[WHAT YOU NEED TO DO]: Would you please repeat all of the data exactly, omitting the pictures?

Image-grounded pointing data

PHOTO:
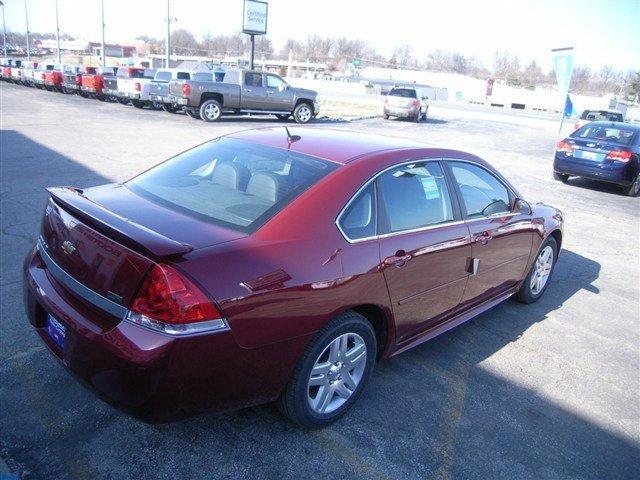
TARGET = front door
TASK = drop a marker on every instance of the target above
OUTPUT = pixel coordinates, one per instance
(253, 92)
(279, 95)
(424, 245)
(501, 237)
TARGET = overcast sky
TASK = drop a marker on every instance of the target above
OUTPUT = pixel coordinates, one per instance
(603, 32)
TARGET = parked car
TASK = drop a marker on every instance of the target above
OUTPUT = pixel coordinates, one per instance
(244, 91)
(111, 84)
(28, 72)
(274, 265)
(93, 83)
(159, 86)
(53, 78)
(136, 89)
(598, 115)
(72, 77)
(604, 151)
(406, 102)
(40, 72)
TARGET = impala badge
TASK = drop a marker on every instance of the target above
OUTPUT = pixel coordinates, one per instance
(68, 247)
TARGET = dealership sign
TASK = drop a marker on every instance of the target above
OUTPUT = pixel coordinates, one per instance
(254, 19)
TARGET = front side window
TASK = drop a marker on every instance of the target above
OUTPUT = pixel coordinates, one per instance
(415, 196)
(359, 219)
(235, 184)
(482, 193)
(274, 82)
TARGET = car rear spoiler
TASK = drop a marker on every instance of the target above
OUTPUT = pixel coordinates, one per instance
(120, 228)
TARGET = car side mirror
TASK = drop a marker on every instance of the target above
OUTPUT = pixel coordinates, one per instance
(522, 206)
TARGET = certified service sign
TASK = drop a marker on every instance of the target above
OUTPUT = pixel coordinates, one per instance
(254, 20)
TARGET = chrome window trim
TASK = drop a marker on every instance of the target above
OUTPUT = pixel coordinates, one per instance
(384, 235)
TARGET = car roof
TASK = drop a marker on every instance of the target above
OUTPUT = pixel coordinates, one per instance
(339, 146)
(604, 123)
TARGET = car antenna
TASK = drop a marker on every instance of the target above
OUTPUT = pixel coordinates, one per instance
(291, 138)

[OUTPUT FOR THIS TASK]:
PHOTO:
TARGET = front door
TASK = drop a marker on every instance of the target above
OUTPUT = pixel coordinates, one per instance
(253, 92)
(279, 95)
(424, 245)
(501, 237)
TARGET = overcast sky
TASK = drop a marker on every instance of the target above
OUTPUT = pixel coordinates, one per instance
(603, 32)
TARGET = parked car
TASK = drop a marker on every instance of the target above
OUTPUT = pixel coordinates, one per instance
(244, 91)
(111, 84)
(28, 72)
(274, 265)
(93, 83)
(159, 86)
(53, 78)
(136, 89)
(598, 115)
(72, 77)
(604, 151)
(406, 102)
(40, 72)
TARGET = impala badge
TASK = drop a marker on every instance of the target above
OUTPUT = pixel coordinates, one per instance
(68, 247)
TARGET = dealership sign
TASK = drop a marker on every instance of the target above
OUTPUT = pixel coordinates, one per instance
(254, 19)
TARGET = front side window
TASK = drop a marker on every instance of the target above
OUTPUT = pixel coordinates, one per instance
(415, 196)
(359, 219)
(235, 184)
(482, 193)
(274, 82)
TARGET = car rear spoiler
TASK = drop a marker on every instance of the target above
OUTPUT = pixel coordinates, one per instance
(120, 228)
TARGET = car side mirror
TASK = drop a marker on every instance of the target above
OUTPUT = pixel coordinates, one per instance
(522, 206)
TARGET = certified service sign
TASK = drop a marker on every instance of the target above
OUTPUT = pixel coordinates, one per instance
(254, 20)
TARGET = chrome window trim
TASK = drop a marker on every instance of the target above
OUTPUT = pixel coordinates, one per instance
(384, 235)
TARGET = car roof
TASK = drop a marker on every instance of the target above
OUTPUT = pixel coordinates, one per instance
(339, 146)
(604, 123)
TARGET = car antenna
TASK = drop a marker on every instance of the target above
OUTPUT = pixel coordinates, one per instance
(291, 138)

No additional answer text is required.